- [To be done] According to the theatre review below, why does Wachowicz unfurl barbed wire across the stage? Answer in one to three sentences.

- [Text section]
══════
As Romanova speaks on film, stunning solo performer and theatre-maker Monika Wachowicz moves around the warehouse-like stage, unfurling the barbed wire that symbolises war and division, and setting out on the floor page after page of paper or script. When the film finishes, she moves through a series of rituals, while her recorded voice remembers her conversations with Romanova about artistic collaboration across the Polish-Ukrainian border, now interrupted by war; she serves the audience with wine glasses that hold ash rather than wine, sets up a small altar of candles and remembrances, and embraces the condition of transition and change that defines non-binary lives by declaring “I am the border”. And in the end, she constructs an image of human beauty and vulnerability that imprints itself unforgettably on the mind; while a final candle is lit, and the audience slowly moves away, into the Edinburgh night.
In the same space, later in the evening, Wachowicz-Fret also present Sheol, a 70-minute show full of stunning visual imagery, movement and music. Sheol is the old Hebrew word for the abode of the dead, and in this show - sometimes accompanied by a pianist, a cellist, and a towering, dreadlocked trumpeter - Wachowicz uses music, including Gorecki’s elegiac 3rd symphony, as one of her tools for exploring the presence of death in our world - personal death and seating grief, environmental destruction, self-destruction, even the ever-haunting horrors of the holocaust.
Sheol is often hard to read, and perhaps too long-drawn-out in its conclusion. Yet it leaves us aching for more theatre that reaches these soaring levels of emotional courage and sheer visual imagination; as well as of searing honesty about the depth of the crises humankind now faces, whether we choose to acknowledge them, or not.
══════
- [Data records]

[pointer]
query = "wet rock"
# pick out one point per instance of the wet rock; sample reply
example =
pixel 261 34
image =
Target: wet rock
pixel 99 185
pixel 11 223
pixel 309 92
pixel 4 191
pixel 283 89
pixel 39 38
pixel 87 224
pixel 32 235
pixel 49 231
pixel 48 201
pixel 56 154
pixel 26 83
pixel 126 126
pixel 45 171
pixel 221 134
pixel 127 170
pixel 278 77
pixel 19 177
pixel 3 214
══════
- [Output] The barbed wire symbolizes war and division. Unfurling it brings those themes onto the stage as Romanova speaks on film.